# Referring expression data
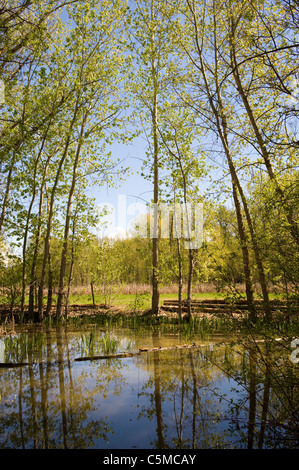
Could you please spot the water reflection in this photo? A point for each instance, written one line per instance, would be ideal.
(219, 396)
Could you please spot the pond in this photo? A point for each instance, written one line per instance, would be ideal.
(222, 393)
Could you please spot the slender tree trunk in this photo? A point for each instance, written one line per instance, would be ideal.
(51, 212)
(61, 292)
(33, 280)
(263, 148)
(155, 278)
(7, 189)
(221, 125)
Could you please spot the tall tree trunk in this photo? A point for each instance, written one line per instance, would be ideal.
(61, 292)
(292, 225)
(51, 211)
(155, 255)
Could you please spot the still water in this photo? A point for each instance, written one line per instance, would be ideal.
(222, 394)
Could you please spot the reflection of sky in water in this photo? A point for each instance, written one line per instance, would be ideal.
(2, 350)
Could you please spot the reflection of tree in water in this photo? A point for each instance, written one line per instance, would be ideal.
(265, 412)
(226, 397)
(49, 407)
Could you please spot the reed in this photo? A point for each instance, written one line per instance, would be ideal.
(109, 344)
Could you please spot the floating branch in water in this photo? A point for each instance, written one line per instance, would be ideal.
(142, 349)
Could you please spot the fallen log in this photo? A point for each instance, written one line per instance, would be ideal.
(181, 346)
(141, 349)
(107, 356)
(8, 365)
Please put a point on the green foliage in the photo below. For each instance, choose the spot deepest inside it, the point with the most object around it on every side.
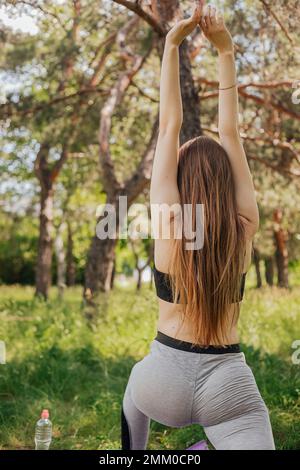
(56, 361)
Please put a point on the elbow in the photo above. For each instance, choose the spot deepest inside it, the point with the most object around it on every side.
(229, 131)
(172, 126)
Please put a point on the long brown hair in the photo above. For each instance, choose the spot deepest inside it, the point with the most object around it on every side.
(208, 279)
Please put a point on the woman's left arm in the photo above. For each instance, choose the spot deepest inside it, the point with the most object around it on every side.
(163, 187)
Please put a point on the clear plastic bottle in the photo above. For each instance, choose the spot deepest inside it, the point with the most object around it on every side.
(43, 432)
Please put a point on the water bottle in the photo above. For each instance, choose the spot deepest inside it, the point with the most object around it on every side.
(43, 432)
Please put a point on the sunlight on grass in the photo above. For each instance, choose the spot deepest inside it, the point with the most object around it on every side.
(56, 360)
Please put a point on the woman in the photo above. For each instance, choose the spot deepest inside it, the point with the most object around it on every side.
(195, 371)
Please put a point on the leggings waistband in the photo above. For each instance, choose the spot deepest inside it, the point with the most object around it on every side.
(187, 346)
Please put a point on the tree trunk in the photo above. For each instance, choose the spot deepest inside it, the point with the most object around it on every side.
(98, 275)
(44, 257)
(281, 254)
(269, 267)
(101, 256)
(139, 281)
(60, 260)
(70, 269)
(256, 259)
(166, 11)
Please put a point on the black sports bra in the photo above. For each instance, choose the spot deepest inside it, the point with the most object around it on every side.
(164, 290)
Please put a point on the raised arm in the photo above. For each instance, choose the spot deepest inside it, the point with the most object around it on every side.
(215, 30)
(163, 188)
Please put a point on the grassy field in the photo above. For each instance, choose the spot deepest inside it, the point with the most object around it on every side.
(56, 360)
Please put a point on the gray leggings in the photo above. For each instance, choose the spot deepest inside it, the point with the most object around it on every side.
(178, 387)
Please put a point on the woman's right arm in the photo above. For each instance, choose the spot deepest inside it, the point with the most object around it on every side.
(216, 31)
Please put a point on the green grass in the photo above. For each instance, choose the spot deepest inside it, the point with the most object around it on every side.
(56, 360)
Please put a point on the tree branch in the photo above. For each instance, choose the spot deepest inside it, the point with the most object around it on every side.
(150, 19)
(278, 21)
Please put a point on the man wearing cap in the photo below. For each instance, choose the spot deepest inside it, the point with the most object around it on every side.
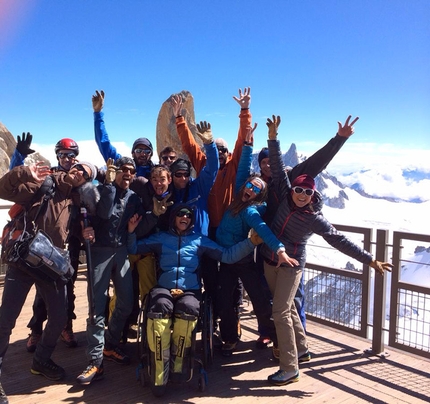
(312, 166)
(21, 185)
(195, 192)
(108, 233)
(222, 191)
(141, 150)
(66, 152)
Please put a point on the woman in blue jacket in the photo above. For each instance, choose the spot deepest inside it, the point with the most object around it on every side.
(178, 291)
(244, 214)
(297, 218)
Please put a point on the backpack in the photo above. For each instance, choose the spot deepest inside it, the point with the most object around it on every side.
(17, 213)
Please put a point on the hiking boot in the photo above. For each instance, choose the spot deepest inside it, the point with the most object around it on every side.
(282, 377)
(276, 353)
(32, 341)
(68, 337)
(228, 348)
(262, 342)
(3, 396)
(306, 357)
(49, 369)
(91, 373)
(116, 355)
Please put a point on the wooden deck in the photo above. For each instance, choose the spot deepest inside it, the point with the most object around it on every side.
(339, 372)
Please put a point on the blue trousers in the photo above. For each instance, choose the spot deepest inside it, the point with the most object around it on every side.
(108, 263)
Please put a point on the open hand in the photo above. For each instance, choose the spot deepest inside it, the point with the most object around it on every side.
(176, 103)
(23, 144)
(273, 125)
(133, 222)
(249, 135)
(98, 100)
(111, 170)
(160, 206)
(204, 132)
(347, 129)
(244, 98)
(39, 171)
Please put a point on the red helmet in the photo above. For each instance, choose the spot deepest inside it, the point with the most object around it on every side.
(67, 144)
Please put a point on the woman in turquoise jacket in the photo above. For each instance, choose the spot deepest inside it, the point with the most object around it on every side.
(177, 295)
(244, 214)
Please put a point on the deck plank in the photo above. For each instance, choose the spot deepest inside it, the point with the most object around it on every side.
(339, 372)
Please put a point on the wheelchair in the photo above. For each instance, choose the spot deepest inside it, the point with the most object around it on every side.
(146, 370)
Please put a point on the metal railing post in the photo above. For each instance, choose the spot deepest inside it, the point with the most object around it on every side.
(379, 300)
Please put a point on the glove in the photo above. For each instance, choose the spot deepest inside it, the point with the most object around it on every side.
(381, 266)
(255, 238)
(205, 132)
(273, 125)
(110, 172)
(160, 207)
(176, 292)
(23, 145)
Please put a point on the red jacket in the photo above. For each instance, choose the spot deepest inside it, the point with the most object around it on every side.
(222, 191)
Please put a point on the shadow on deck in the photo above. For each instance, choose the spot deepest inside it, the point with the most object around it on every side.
(340, 371)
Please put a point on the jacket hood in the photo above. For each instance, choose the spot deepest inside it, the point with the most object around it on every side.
(315, 206)
(175, 209)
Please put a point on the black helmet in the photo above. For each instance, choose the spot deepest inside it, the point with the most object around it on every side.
(67, 144)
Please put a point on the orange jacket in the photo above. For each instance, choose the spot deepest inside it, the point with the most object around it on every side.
(222, 191)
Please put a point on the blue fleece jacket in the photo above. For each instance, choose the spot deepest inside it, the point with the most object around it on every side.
(109, 151)
(234, 229)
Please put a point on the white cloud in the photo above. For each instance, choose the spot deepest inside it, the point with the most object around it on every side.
(88, 151)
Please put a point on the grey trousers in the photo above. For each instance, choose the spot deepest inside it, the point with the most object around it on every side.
(16, 287)
(283, 283)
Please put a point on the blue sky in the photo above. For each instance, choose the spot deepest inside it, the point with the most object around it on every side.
(312, 62)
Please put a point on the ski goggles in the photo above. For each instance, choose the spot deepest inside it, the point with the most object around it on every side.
(300, 190)
(252, 187)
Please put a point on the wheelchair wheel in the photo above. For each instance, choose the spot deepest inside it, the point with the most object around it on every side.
(141, 330)
(207, 331)
(202, 383)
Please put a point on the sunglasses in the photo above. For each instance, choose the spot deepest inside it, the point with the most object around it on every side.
(70, 155)
(82, 170)
(171, 158)
(124, 169)
(180, 175)
(184, 212)
(254, 188)
(300, 190)
(145, 151)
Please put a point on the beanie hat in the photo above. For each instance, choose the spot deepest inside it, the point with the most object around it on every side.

# What the task asks
If an entry above holds a picture, leave that picture out and print the rest exactly.

# Task result
Could you please spot the water reflection in this photo? A point for each instance, written one line per instance, would be ideal.
(219, 396)
Could you please spot the pond in this photo? A point for each instance, written one line per instance, would be ideal.
(222, 393)
Could you please spot the slender tree trunk in this photo? A point for each instance, written one line per instance, would be ideal.
(51, 212)
(61, 292)
(33, 280)
(263, 148)
(155, 278)
(7, 189)
(221, 125)
Could you please spot the tall tree trunk in this photo? A point for each instance, written one line per instance, would be ideal.
(61, 292)
(292, 225)
(51, 211)
(155, 255)
Could you please spot the still water in this photo? A point for each instance, written one line per instance, would be ideal.
(222, 394)
Could you please spot the reflection of sky in water in this photo? A point for each instance, written one line per instance, would be ideal.
(2, 350)
Could you please spot the reflection of tree in water in this photo? A point for each instance, written one line per instance, would be ideal.
(265, 412)
(226, 397)
(49, 407)
Could you please spot the reed in this photo? A point for each instance, written one line per instance, would be ideal.
(109, 344)
Could you please spot the floating branch in water in this photo? A point for each instance, written one line per instance, would be ideal.
(142, 349)
Could you please spot the fallen log in this photo? A point for each instance, written one line per instance, would be ideal.
(181, 346)
(141, 349)
(107, 356)
(8, 365)
Please put a point on the green foliage in the photo below. For each instance, choose the spot deepest inside it, the point with the most object around it on every side.
(56, 361)
Please put a point on the elbow in the photo above. For each instance, choose the spot deepest inside it, the point with the most object around it on every side.
(229, 131)
(172, 126)
Please put a point on the long brown hair in the photo above. For each instance, choose the spot deepest inside it, the point with the most object around it on every side.
(208, 279)
Please put a point on the woman's left arm in the photo above. For each instance, choose the spot deepest inside it, the point with the most object around it on every side.
(163, 187)
Please put a point on the clear plastic bottle in the photo above. For each instance, choose the spot deepest inside it, the point with the most object around it on every side.
(43, 432)
Please put a point on the water bottle in the photo above. For each instance, choose the spot deepest inside it, the point with the most object around it on every side.
(43, 432)
Please put a point on the sunlight on grass in the photo above. For each instance, choose the spot deepest inside it, the point with the most object around it on every side.
(56, 360)
Please put a point on the woman in the photo above. For each instance, choose the spot deepest inside it, the point with the most object around it on every side.
(195, 371)
Please put a point on the leggings waistband in the photo above. For each instance, choose the spot deepest inside it, the point with the most object around it on every side.
(187, 346)
Please put a point on the tree trunk in the photo above. For each instance, choose the spot deepest inside it, the point with the most object around it on every side.
(98, 275)
(44, 257)
(281, 254)
(269, 267)
(101, 256)
(139, 281)
(60, 260)
(70, 269)
(256, 259)
(166, 11)
Please put a point on the black sports bra in the photo above. For each instance, choose the spot deepest inside it, the point with the most object around it on every side.
(164, 290)
Please put a point on the raised arm in the photo above. For each instance, choose the spot deepest inside it, the point with the most object around it on every side.
(215, 30)
(163, 188)
Please put a point on the grassy field in the photo above. For each instance, choose the spot deepest inside it, the point with the most object around it on every side.
(56, 360)
Please put a point on the gray leggings in the photo above. For each instance, choose the spot deepest inside it, the point with the most object around it on every side.
(178, 387)
Please put a point on the woman's right arm in the photo above. For each instance, choose the spot deepest inside it, the point with the most object around it on every side.
(216, 31)
Please put a point on the green grass in the photo above. For each instance, choose the spot deepest inside it, the point with the most object around it on every side.
(56, 360)
Please put a point on the tree branch in the photo above. For each instance, choose the spot deepest inside it, the point with the most object around it on every side.
(150, 19)
(278, 21)
Please put a point on the man wearing cap in the photo below. For each instance, choose the spot deepest inside it, the point with the most object around it on every side.
(312, 166)
(21, 185)
(195, 192)
(108, 233)
(222, 191)
(141, 150)
(66, 152)
Please put a point on the woman in blue jacket in the photo above. For each instance, choose the spot deepest inside it, the point with the most object around it on every side.
(178, 291)
(244, 214)
(297, 218)
Please put a point on the backpack in the photo above. For each instance, choose the spot deepest inside it, the point with the most object around it on every side.
(17, 213)
Please put a point on the hiking boot in the photo above. For each instance, choose the spot deepest inside it, the point with the most object around it on every side.
(282, 377)
(276, 353)
(32, 341)
(68, 337)
(228, 348)
(262, 342)
(3, 396)
(306, 357)
(49, 369)
(91, 373)
(116, 355)
Please put a point on the wooden deck in the photo above. For each instance, choose the spot deepest inside it, the point with the most object around it on every side.
(339, 372)
Please put a point on the blue trousers in the photo above. For each instance, choose the spot deepest inside it, the point with the most object around it on every side.
(108, 263)
Please put a point on the open hand in the photo above. For each instance, choose the spot deepest inside it, the point with the most object around it on every side.
(176, 103)
(23, 144)
(273, 125)
(133, 222)
(249, 135)
(98, 100)
(111, 170)
(160, 206)
(204, 132)
(347, 129)
(244, 98)
(39, 171)
Please put a point on the red helmet in the photo above. For each instance, choose the spot deepest inside it, the point with the most object around it on every side.
(67, 144)
Please put a point on the woman in turquoise jacket in the photo above. For each instance, choose the spot deepest inside it, the point with the most object around it on every side.
(177, 295)
(244, 214)
Please put a point on the deck plank in the photo above. For each instance, choose the spot deepest inside it, the point with the most object around it on every side.
(339, 372)
Please put a point on the wheelchair in the photo above. For each instance, choose the spot deepest inside it, the point with the most object around it on every side.
(146, 370)
Please put a point on the metal railing post in the photo above. For each instance, choose the spot deepest inside it, the point with the most object around it on every side.
(379, 300)
Please put a point on the glove in the photo above. For each instance, choose the spot deepest inside it, the point with the most object around it on every side.
(381, 266)
(255, 238)
(205, 132)
(273, 125)
(110, 172)
(160, 207)
(176, 292)
(23, 145)
Please put a point on the red jacket in the photo above. For each instance, choose the spot deepest inside it, the point with the most object around it on every side.
(222, 191)
Please put a point on the shadow on deck in the photo above. For each instance, choose the spot deepest inside it, the point with the most object around it on every side.
(340, 371)
Please put a point on the jacket hood in the photo above. For each instance, choose the spot deepest inside it, the point with the most object around it on every side.
(315, 206)
(175, 209)
Please put a point on the black helmet in the photo above. For each instance, choose the spot deepest inside it, the point with the most object around it on every side.
(67, 144)
Please put a point on the orange jacket in the photo above. For each instance, choose the spot deepest inside it, the point with the most object around it on every side.
(222, 191)
Please put a point on the blue fleece jacket in the photo above. For each instance, choose the spot deepest inside it, the point with the most object around it on every side.
(109, 151)
(234, 229)
Please put a point on the white cloud in the photo above. For each instance, choose the spot deepest inside it, the point with the most object around it on every side.
(88, 151)
Please put a point on the grey trousers in the photo above. For each instance, choose the spot deepest inside it, the point with the most object around it on every side.
(16, 287)
(283, 283)
Please put a point on the blue sky in the photo above. For each instance, choose the spot deepest inside it, the point with the most object around it on every side.
(312, 62)
Please put a point on the ski goggles in the photo above. For each instance, choose the spot deepest inside it, the point with the most object around it on every side.
(300, 190)
(252, 187)
Please put a point on the wheelchair wheel in the photo above. For each instance, choose the spot deepest inside it, the point with the most object around it on every side.
(141, 330)
(207, 331)
(202, 383)
Please put a point on the sunglasses in the photo above. For each instance, choose the spot deepest inside it, the point with the most object around it on every side.
(70, 155)
(82, 170)
(171, 158)
(124, 169)
(180, 175)
(184, 212)
(254, 188)
(300, 190)
(145, 151)
Please put a point on the beanie hat in the photo above. For each instance, choose the spot deepest inside it, the point with the most object around it on every side.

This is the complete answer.